Aim. Scale the items below, from their first line through the line containing "pixel 22 18", and write out only those lines again, requests included. Multiply each x and y pixel coordinate in the answers by 1.3 and round to whole numbers, with halves rounded up.

Provided data.
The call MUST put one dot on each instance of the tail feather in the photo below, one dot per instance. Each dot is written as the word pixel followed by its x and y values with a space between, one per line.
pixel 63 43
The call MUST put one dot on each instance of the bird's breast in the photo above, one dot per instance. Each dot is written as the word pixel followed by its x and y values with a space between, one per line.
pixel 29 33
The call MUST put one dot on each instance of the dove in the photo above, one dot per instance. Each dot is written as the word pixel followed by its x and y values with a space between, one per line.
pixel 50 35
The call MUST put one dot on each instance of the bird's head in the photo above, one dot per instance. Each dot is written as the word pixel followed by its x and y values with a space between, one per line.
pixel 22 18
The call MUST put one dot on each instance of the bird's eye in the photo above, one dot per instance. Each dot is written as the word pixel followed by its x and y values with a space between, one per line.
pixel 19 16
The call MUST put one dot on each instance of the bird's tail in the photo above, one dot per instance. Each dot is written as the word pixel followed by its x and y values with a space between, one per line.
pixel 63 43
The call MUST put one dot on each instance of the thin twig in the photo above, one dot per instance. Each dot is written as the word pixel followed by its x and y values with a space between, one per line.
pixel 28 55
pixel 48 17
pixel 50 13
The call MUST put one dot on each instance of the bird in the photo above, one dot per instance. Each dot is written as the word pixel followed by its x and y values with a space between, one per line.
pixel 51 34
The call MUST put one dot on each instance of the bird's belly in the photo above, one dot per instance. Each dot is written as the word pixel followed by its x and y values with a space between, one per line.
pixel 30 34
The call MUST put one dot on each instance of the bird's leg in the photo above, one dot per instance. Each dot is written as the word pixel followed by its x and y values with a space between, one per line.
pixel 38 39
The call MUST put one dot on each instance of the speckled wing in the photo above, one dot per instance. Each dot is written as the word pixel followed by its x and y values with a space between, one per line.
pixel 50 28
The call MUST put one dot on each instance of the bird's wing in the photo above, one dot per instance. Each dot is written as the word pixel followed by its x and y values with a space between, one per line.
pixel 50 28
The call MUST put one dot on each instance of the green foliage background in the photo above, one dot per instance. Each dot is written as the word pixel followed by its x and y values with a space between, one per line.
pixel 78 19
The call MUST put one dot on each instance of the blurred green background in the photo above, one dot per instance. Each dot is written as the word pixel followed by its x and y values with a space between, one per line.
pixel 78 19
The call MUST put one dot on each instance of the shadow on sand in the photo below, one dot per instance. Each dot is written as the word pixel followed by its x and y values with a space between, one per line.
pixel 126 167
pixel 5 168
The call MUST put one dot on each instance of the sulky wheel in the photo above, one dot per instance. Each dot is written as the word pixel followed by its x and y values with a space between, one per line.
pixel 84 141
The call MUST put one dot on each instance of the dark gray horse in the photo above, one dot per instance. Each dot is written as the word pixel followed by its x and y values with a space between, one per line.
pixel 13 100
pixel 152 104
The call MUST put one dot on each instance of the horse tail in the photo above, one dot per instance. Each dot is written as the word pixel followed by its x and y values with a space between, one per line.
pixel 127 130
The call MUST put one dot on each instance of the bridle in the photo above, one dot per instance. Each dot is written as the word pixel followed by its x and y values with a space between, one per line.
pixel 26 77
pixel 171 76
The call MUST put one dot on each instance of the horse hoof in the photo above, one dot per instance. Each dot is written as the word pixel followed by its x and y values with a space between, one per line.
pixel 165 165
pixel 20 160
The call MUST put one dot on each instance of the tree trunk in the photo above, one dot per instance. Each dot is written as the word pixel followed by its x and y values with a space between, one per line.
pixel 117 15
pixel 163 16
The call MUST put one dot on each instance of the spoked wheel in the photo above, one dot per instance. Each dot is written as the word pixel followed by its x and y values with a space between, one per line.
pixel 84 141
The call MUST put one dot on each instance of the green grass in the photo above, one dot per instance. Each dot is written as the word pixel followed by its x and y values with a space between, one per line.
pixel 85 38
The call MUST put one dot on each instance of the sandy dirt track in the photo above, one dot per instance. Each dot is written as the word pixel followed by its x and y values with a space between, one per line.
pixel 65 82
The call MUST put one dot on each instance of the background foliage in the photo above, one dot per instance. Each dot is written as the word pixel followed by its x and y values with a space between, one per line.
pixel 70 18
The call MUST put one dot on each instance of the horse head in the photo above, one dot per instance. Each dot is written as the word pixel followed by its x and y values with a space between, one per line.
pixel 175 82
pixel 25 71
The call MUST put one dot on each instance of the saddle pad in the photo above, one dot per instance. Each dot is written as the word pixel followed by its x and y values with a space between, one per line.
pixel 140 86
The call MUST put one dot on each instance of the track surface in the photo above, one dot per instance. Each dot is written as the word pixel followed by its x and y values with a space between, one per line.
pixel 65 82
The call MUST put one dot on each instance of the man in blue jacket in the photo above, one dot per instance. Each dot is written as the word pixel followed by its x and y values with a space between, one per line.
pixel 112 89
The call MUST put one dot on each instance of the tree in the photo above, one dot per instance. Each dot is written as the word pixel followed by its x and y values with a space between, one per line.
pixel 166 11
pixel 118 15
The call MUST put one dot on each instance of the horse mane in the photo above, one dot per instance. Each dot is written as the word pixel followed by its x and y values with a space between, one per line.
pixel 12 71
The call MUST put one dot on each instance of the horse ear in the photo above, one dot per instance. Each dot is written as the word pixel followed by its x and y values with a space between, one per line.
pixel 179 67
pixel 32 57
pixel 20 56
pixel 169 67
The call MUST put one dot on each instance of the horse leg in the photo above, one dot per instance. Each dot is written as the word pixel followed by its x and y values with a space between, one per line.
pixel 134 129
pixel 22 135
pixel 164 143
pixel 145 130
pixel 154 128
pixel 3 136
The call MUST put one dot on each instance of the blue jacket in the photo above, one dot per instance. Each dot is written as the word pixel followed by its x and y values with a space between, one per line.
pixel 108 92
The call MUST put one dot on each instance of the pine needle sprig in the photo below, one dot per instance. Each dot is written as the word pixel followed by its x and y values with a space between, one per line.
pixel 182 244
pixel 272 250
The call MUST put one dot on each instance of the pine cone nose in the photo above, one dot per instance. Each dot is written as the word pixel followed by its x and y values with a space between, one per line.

Response.
The call MUST put one dot on each instance of the tail feather in the photo below, one dot per instance. Each dot is written as the word pixel followed by its x and y values with a space between, one per line.
pixel 82 56
The call MUST put one dot on each instance of the bird's breast in the photo above, one dot per instance. Each dot is written as the word pixel followed by its x and y values with a space between, one per line.
pixel 38 43
The call MUST put one dot on each instance of the dove in the photo above, one dot per instance. Each dot is written as the word pixel followed by its x and y values with a space between, one per line.
pixel 65 46
The call MUST put one dot on each instance of the bird's head in the photo above, one dot per instance. Each dot is written as the word pixel followed by its x and y values with a space between, one per line.
pixel 29 23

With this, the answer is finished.